─── RAW RECORDS

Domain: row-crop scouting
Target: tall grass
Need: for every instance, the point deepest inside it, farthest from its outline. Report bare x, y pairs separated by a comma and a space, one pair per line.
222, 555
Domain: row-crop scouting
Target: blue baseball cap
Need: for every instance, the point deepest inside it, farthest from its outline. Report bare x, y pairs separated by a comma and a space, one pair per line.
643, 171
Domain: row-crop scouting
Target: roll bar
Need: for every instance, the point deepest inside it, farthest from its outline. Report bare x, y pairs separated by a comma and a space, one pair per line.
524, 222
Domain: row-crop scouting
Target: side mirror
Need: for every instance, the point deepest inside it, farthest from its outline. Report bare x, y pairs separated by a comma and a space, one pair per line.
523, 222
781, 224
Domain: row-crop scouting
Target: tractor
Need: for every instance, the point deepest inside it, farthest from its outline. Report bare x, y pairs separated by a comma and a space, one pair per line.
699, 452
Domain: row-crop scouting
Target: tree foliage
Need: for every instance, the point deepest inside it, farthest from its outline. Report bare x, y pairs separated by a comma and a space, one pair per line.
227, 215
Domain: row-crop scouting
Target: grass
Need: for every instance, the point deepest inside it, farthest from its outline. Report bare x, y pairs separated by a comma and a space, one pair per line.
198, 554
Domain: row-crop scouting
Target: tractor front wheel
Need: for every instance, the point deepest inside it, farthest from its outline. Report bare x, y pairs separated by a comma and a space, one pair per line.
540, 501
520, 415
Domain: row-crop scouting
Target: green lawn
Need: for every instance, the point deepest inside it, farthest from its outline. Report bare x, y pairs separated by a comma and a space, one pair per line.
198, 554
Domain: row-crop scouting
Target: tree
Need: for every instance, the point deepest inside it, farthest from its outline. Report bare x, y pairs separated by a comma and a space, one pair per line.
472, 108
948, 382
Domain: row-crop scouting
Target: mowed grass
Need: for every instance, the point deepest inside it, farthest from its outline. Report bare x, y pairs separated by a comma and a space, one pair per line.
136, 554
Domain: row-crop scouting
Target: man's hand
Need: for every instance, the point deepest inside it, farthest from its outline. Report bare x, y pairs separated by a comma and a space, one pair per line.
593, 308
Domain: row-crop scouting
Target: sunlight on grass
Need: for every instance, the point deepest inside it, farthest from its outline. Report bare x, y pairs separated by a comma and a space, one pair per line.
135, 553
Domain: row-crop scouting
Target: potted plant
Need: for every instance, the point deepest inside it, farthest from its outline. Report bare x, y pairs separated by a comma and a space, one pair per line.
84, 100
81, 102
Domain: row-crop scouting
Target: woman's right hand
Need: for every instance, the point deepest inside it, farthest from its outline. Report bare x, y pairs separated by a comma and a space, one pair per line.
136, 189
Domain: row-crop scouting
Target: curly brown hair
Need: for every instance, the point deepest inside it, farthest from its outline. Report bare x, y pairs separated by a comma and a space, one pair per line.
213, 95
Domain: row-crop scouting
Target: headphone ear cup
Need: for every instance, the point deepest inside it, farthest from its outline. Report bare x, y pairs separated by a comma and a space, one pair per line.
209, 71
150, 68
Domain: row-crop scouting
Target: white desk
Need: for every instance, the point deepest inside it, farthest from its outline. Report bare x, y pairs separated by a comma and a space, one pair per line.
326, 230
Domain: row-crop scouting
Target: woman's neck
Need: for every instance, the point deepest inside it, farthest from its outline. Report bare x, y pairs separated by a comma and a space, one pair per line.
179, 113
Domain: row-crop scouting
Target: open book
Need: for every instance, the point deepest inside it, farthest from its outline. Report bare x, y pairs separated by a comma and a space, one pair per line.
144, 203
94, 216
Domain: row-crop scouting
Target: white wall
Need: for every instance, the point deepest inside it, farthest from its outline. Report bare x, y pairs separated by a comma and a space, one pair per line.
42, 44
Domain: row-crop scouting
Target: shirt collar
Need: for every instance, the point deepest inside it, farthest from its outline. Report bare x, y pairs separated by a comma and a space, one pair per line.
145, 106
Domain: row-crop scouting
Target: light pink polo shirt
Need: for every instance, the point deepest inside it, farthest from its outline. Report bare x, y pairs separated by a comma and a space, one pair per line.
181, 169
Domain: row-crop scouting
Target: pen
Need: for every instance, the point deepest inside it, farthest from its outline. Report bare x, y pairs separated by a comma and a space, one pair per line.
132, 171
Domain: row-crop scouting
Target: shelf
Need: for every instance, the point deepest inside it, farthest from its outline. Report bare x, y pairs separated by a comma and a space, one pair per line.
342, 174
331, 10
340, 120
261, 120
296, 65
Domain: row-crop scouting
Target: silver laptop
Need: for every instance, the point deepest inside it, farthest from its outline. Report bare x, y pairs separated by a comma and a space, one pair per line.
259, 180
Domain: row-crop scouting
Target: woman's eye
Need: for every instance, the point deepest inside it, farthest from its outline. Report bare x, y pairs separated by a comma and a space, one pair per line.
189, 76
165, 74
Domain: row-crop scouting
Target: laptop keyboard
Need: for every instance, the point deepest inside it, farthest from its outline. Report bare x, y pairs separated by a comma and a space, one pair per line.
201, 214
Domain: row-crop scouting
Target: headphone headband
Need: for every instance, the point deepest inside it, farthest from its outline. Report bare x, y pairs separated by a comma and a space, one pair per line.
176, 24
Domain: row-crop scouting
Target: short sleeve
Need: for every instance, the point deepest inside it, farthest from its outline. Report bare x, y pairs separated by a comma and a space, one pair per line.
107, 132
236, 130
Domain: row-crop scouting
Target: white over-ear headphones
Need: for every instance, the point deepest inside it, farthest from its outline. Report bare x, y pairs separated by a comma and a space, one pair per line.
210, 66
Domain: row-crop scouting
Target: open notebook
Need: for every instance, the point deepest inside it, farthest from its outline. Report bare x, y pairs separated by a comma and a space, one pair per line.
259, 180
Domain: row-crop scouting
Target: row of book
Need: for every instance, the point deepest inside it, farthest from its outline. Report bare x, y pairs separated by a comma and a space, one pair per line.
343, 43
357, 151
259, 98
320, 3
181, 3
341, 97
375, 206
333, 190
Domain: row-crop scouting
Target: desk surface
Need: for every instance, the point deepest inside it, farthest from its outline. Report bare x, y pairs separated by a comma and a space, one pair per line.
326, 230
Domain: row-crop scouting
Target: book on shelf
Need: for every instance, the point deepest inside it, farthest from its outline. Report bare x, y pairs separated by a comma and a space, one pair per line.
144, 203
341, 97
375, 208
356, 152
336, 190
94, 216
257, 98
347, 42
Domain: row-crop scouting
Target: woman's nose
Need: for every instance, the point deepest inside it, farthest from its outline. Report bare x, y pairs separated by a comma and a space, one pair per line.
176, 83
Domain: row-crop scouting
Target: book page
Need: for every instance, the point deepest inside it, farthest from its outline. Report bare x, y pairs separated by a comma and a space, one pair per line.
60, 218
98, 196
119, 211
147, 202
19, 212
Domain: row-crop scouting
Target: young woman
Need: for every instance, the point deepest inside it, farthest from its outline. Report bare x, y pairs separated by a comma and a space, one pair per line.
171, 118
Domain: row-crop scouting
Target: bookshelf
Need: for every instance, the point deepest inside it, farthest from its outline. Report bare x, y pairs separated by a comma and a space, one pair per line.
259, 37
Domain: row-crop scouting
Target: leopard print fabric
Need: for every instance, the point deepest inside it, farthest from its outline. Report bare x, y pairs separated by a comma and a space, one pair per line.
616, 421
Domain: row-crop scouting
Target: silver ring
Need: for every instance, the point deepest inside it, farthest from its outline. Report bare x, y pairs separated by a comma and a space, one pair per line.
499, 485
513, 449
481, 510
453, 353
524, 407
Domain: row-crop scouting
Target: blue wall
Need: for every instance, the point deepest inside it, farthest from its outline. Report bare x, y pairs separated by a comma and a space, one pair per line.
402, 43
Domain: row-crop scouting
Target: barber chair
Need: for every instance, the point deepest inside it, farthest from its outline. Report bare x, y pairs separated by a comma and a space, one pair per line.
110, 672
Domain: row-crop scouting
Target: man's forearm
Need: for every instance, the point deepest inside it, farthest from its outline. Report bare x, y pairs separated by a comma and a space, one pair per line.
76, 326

──────

THE EXERCISE =>
Which lines of the listing above contain the string "desk"? Copy each of them in full, and treat case as significant.

TASK SOLUTION =>
Target: white desk
Target: desk surface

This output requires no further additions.